Retype exactly, and only, the lines from the one that contains "# point at: window in" through the final line of the entries.

*** Opening Recorded information ***

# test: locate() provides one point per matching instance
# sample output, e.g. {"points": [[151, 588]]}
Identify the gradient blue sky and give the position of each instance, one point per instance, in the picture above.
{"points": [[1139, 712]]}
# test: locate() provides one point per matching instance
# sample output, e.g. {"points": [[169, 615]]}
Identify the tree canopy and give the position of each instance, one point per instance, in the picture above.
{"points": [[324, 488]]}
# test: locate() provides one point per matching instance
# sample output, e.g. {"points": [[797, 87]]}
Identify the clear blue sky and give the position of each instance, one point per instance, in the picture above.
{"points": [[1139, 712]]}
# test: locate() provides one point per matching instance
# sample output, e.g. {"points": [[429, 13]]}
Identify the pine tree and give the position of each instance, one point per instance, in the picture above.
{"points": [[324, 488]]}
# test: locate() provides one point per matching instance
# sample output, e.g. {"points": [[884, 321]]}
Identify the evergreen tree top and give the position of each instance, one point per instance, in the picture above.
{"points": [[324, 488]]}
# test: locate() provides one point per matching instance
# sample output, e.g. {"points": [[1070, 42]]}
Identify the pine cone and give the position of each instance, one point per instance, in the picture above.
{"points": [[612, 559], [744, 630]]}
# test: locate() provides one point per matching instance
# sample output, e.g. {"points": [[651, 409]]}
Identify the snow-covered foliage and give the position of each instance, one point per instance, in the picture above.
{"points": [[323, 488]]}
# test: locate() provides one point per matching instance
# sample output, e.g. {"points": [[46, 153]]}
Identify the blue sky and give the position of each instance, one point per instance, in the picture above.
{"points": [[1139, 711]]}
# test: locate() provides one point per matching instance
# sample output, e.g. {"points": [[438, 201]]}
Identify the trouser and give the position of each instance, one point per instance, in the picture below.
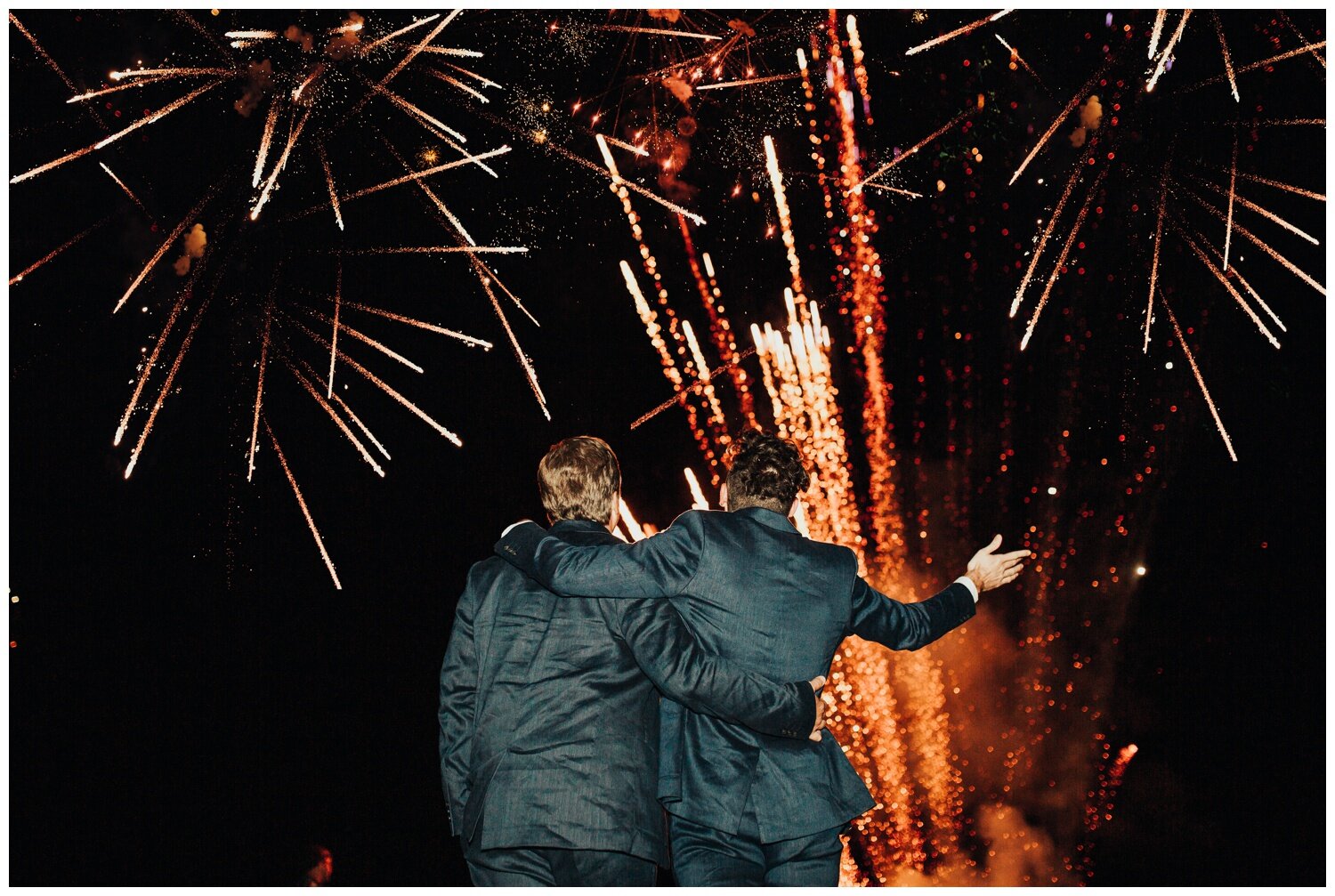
{"points": [[704, 856], [547, 867]]}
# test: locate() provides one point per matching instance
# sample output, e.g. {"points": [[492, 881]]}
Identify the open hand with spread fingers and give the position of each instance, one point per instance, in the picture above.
{"points": [[990, 569]]}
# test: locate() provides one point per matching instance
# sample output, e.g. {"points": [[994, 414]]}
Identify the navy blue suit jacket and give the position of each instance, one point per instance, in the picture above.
{"points": [[755, 591], [549, 716]]}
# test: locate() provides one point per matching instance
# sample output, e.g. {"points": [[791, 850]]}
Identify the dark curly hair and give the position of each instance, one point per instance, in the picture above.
{"points": [[764, 472]]}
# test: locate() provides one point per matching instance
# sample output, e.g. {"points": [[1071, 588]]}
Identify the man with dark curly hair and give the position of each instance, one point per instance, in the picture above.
{"points": [[747, 808]]}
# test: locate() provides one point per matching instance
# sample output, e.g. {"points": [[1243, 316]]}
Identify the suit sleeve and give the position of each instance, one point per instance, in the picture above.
{"points": [[458, 701], [907, 626], [659, 567], [670, 656]]}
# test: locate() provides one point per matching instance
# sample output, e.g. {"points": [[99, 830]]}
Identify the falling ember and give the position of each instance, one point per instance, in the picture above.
{"points": [[122, 184], [1158, 32], [338, 421], [259, 391], [1219, 275], [1047, 232], [50, 255], [270, 123], [424, 325], [958, 32], [1056, 123], [166, 387], [749, 82], [328, 181], [152, 360], [1167, 53], [785, 219], [697, 496], [659, 31], [1233, 189], [280, 165], [162, 250], [310, 521], [1153, 266], [338, 303], [1062, 258], [1228, 69], [1204, 391], [627, 520], [913, 149]]}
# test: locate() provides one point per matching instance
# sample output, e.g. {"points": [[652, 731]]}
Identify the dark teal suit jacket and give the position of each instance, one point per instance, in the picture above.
{"points": [[549, 711], [758, 593]]}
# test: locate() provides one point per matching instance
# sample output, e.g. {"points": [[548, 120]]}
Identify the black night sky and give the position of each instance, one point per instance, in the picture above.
{"points": [[191, 701]]}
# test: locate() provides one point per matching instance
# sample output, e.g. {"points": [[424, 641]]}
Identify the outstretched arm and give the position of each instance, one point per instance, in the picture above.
{"points": [[458, 700], [659, 567], [670, 656]]}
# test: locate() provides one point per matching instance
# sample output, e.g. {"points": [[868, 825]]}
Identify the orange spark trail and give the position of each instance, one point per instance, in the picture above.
{"points": [[913, 149], [400, 250], [1219, 275], [426, 173], [1233, 191], [270, 123], [338, 421], [613, 141], [1228, 61], [1260, 64], [411, 53], [619, 181], [1278, 184], [785, 218], [397, 34], [381, 383], [456, 82], [167, 72], [1056, 123], [152, 359], [280, 163], [1062, 258], [363, 338], [122, 184], [1292, 269], [162, 250], [1153, 267], [659, 31], [1257, 208], [1167, 52], [166, 387], [1158, 31], [963, 29], [50, 255], [310, 521], [680, 398], [748, 82], [259, 390], [424, 325], [338, 302], [90, 95], [1201, 379], [328, 181], [518, 351], [149, 119], [1047, 232]]}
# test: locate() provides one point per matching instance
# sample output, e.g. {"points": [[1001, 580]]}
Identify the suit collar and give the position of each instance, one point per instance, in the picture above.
{"points": [[578, 525], [768, 519]]}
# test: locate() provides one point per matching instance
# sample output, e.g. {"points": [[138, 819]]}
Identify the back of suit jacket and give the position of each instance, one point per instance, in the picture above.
{"points": [[549, 714], [757, 592]]}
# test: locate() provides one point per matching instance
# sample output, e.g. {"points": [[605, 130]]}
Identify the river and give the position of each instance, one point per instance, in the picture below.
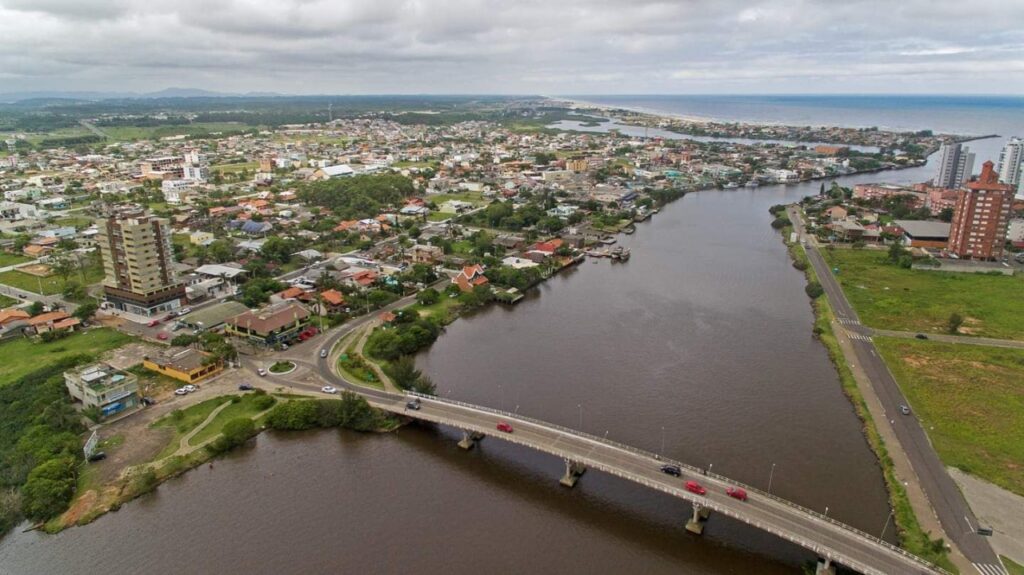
{"points": [[705, 334]]}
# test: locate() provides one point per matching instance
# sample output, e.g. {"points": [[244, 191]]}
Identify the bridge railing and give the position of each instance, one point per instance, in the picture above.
{"points": [[692, 469]]}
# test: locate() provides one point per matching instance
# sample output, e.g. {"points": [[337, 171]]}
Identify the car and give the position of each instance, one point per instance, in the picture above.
{"points": [[694, 487], [672, 470], [736, 493]]}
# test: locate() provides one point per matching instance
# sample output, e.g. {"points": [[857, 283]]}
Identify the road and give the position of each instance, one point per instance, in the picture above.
{"points": [[809, 529], [954, 515]]}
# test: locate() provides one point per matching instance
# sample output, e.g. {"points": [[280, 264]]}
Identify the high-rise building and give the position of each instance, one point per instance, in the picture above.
{"points": [[1012, 164], [955, 166], [136, 252], [981, 217]]}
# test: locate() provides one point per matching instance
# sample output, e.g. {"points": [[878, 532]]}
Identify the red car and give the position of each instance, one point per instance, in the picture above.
{"points": [[736, 492]]}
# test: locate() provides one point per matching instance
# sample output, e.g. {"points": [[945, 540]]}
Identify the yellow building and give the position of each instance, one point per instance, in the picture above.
{"points": [[186, 364]]}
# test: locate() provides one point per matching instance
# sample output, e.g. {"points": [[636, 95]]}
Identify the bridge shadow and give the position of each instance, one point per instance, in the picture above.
{"points": [[642, 518]]}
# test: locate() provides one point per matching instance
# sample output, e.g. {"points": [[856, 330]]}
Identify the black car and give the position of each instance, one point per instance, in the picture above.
{"points": [[672, 470]]}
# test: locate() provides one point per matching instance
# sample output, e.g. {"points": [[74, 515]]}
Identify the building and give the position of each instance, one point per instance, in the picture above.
{"points": [[955, 166], [274, 324], [185, 364], [924, 233], [102, 387], [137, 265], [981, 217], [1012, 164]]}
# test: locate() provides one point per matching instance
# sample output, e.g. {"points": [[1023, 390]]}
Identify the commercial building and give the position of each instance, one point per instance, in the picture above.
{"points": [[137, 264], [955, 166], [981, 217], [185, 364], [102, 387], [1012, 164]]}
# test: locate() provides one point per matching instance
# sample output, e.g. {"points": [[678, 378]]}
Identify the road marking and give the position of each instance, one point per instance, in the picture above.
{"points": [[989, 569]]}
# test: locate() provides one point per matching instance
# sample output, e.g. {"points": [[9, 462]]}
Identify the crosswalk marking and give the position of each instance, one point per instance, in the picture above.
{"points": [[989, 569]]}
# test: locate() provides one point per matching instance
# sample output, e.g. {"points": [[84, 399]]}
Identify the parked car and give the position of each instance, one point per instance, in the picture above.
{"points": [[672, 470], [736, 492], [694, 487]]}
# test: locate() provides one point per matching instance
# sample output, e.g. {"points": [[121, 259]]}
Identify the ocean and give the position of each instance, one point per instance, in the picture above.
{"points": [[952, 115]]}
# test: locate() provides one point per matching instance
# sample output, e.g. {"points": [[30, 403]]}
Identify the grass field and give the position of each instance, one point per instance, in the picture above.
{"points": [[889, 297], [12, 259], [22, 356], [971, 401], [50, 285]]}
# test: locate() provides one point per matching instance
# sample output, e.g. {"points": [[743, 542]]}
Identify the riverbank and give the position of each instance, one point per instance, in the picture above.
{"points": [[912, 536]]}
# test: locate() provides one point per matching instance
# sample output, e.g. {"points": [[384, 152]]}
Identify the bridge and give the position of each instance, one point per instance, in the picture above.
{"points": [[830, 540]]}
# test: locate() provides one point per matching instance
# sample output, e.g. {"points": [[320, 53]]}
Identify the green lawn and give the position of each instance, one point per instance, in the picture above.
{"points": [[52, 284], [22, 356], [889, 297], [971, 401], [12, 259]]}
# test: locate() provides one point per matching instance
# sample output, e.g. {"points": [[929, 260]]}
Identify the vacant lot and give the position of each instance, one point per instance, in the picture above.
{"points": [[971, 401], [23, 356], [889, 297]]}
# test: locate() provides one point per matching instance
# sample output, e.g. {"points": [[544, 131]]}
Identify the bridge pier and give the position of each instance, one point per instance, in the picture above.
{"points": [[573, 471], [695, 524], [470, 439]]}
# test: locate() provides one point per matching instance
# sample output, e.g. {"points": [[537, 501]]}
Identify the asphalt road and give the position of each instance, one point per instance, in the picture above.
{"points": [[953, 513]]}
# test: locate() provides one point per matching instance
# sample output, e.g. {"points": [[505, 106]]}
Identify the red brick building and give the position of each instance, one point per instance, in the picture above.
{"points": [[981, 217]]}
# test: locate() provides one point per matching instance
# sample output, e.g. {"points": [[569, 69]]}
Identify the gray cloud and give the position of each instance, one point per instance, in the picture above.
{"points": [[519, 46]]}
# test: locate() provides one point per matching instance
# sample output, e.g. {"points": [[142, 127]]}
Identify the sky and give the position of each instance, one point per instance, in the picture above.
{"points": [[514, 46]]}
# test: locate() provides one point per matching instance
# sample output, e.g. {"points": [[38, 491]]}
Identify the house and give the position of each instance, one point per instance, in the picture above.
{"points": [[470, 277], [276, 323], [102, 387], [185, 364]]}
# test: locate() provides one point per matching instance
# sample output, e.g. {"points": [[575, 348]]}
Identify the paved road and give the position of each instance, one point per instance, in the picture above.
{"points": [[954, 515], [821, 535]]}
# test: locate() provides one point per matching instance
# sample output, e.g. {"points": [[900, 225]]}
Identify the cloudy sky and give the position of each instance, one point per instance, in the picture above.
{"points": [[515, 46]]}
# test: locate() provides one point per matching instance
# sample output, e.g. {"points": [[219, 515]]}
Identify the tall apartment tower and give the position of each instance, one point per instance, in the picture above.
{"points": [[955, 166], [981, 217], [136, 252], [1012, 164]]}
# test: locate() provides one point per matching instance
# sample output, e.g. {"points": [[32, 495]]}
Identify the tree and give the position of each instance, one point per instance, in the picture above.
{"points": [[954, 322]]}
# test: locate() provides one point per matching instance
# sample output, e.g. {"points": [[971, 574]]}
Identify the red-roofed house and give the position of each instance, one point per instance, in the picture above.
{"points": [[470, 277]]}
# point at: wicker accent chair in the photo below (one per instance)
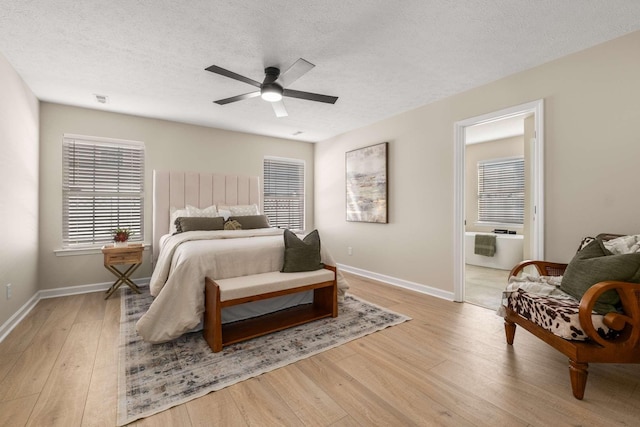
(623, 348)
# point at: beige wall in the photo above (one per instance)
(169, 145)
(497, 149)
(592, 146)
(528, 141)
(19, 189)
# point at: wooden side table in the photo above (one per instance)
(125, 255)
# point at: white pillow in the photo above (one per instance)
(242, 210)
(225, 213)
(210, 212)
(175, 213)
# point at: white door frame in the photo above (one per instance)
(537, 229)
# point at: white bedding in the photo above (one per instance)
(187, 258)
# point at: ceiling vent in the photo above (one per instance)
(102, 99)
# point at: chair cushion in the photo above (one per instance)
(558, 316)
(593, 264)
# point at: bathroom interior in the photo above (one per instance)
(497, 229)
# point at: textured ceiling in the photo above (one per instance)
(379, 57)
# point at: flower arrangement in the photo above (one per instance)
(121, 235)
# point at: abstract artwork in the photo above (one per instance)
(366, 181)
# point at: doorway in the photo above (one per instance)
(532, 228)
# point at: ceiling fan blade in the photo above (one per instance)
(237, 98)
(297, 70)
(278, 108)
(310, 96)
(232, 75)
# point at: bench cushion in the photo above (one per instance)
(558, 316)
(257, 284)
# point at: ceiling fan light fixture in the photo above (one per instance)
(271, 92)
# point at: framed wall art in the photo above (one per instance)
(366, 182)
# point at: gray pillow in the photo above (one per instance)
(595, 264)
(301, 255)
(251, 222)
(193, 223)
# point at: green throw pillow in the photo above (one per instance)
(301, 255)
(595, 264)
(232, 224)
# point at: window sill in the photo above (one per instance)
(497, 224)
(86, 251)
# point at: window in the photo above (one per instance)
(501, 191)
(102, 189)
(284, 192)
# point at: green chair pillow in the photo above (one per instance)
(594, 264)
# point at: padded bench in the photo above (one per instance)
(240, 290)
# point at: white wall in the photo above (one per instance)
(592, 147)
(169, 145)
(19, 189)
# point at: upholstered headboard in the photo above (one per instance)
(178, 189)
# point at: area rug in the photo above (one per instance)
(155, 377)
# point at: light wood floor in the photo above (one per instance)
(448, 366)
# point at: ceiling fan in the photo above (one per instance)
(273, 88)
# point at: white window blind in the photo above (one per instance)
(501, 191)
(284, 192)
(103, 189)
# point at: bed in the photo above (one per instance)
(182, 261)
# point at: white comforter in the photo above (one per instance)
(187, 258)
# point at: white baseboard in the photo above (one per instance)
(424, 289)
(14, 320)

*** Closing Recorded information ***

■ **Written solution**:
# point at: window in the photo above (one per instance)
(501, 191)
(102, 189)
(284, 192)
# point at: green chair pillow in the photo above (one per instance)
(594, 264)
# point at: padded bench in the photo above (one per instance)
(240, 290)
# point at: white wall in the photo above (one per instance)
(592, 147)
(169, 145)
(19, 189)
# point at: upholstered headboard in the photo above (one per instance)
(178, 189)
# point at: area rug in the photo above (one per instance)
(155, 377)
# point at: light wood floor in the photo above (one per instance)
(448, 366)
# point at: ceiling fan in the photo above (one per instance)
(273, 88)
# point at: white window blind in the photo above (one per instance)
(501, 191)
(284, 192)
(103, 189)
# point at: bed in the photo above (one per instance)
(182, 261)
# point at: white comforter in the photo above (one per instance)
(187, 258)
# point at: white baseboard in the photo above (one per instance)
(424, 289)
(14, 320)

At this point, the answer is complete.